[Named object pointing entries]
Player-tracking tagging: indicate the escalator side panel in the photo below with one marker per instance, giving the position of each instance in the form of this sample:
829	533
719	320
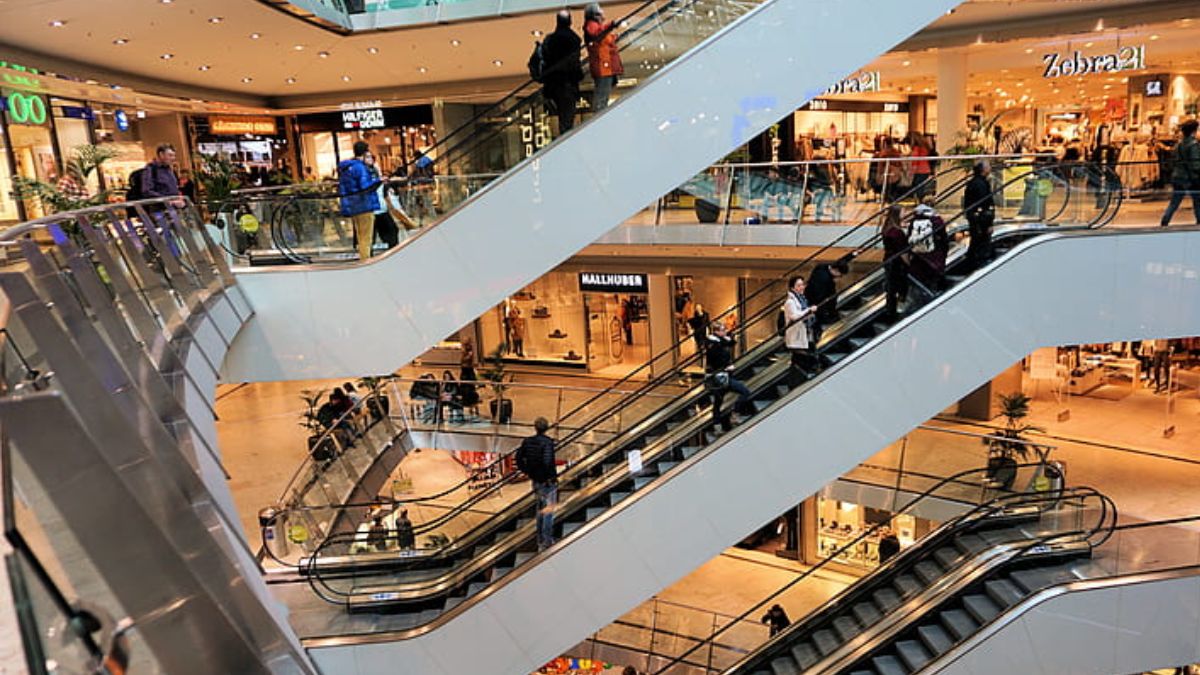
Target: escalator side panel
376	317
815	435
1110	626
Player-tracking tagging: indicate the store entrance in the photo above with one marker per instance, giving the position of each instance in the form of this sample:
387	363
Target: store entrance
618	333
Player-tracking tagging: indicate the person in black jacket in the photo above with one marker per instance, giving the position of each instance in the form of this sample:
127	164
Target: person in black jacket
563	72
981	209
535	458
719	376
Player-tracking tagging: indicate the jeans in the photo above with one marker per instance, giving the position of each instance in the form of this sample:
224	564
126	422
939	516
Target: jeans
547	496
603	91
718	398
1177	193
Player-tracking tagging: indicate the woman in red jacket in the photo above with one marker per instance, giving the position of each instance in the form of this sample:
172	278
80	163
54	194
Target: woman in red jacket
604	57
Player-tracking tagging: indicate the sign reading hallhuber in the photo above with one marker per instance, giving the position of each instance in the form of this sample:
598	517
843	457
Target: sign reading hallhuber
1123	59
613	282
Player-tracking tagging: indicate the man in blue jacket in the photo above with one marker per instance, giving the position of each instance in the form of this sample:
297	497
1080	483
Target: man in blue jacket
357	185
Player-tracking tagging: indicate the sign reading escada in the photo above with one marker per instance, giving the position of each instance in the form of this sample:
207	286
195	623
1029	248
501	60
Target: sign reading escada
1123	59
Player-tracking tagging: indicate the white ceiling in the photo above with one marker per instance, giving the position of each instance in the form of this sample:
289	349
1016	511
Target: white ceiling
181	28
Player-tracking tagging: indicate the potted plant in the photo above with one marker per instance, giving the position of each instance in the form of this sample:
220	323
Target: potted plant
1009	444
493	372
321	447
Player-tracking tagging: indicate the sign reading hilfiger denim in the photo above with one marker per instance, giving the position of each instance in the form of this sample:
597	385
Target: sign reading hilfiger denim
613	282
1123	59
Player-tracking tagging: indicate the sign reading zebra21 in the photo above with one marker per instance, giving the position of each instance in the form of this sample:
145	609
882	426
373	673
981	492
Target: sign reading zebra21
1123	59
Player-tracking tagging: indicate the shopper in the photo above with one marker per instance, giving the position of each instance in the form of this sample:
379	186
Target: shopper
604	57
930	245
719	376
821	292
1185	173
895	261
777	619
981	209
562	75
385	228
359	199
535	458
798	321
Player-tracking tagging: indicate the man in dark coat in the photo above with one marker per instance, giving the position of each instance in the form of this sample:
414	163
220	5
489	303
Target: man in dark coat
981	209
563	70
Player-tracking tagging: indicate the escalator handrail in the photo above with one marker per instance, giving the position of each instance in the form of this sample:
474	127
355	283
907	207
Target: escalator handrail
981	512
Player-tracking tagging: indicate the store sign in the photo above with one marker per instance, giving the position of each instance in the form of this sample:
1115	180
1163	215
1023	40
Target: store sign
857	84
364	118
593	281
25	108
240	125
1123	59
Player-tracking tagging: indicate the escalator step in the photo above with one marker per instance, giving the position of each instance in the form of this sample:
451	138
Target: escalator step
935	638
887	599
1003	592
928	572
846	627
970	543
912	653
948	557
805	655
826	641
888	665
867	613
907	585
1039	578
784	665
981	608
959	623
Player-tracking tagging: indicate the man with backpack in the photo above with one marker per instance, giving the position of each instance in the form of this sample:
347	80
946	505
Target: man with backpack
359	202
1185	173
561	70
535	459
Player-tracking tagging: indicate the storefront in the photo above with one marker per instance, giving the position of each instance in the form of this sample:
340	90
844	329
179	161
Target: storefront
395	135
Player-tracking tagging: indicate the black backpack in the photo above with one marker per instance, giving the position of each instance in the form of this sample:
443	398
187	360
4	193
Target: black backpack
537	63
133	192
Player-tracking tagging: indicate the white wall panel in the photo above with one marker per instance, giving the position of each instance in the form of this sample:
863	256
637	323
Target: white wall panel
813	436
375	317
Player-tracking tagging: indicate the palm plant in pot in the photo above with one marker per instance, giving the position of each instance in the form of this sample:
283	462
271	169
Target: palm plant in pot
1009	446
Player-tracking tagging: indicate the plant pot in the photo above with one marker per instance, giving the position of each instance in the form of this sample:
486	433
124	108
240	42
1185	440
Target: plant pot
505	410
1002	471
706	210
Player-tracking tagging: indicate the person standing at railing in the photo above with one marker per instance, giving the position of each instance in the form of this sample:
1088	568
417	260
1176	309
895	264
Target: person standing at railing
535	459
1185	173
562	75
604	57
359	201
981	209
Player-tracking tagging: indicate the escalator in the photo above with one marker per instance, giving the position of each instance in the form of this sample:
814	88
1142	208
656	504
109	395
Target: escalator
1035	537
569	193
430	589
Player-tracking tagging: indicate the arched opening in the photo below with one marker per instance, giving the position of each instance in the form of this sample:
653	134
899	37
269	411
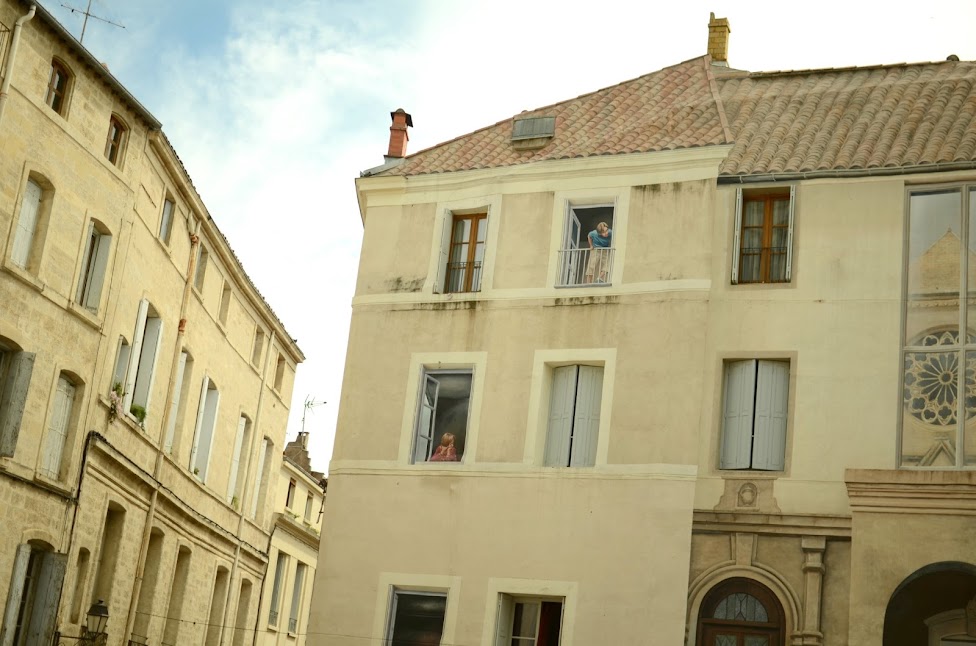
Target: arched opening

[TASK BRIEF]
Copy the lines of the data verbatim, starting at the line that contains "Player-tracking tagging: indicate the arched" and continuing through the final line of the data. Omit the pictures from your copy.

[FINISHED ANSWER]
Player-tracking tagging: indicate the arched opening in the photo below with one marker per instance, giving the position of each instance in the form of this sample:
653	134
899	37
269	411
Target: arched opening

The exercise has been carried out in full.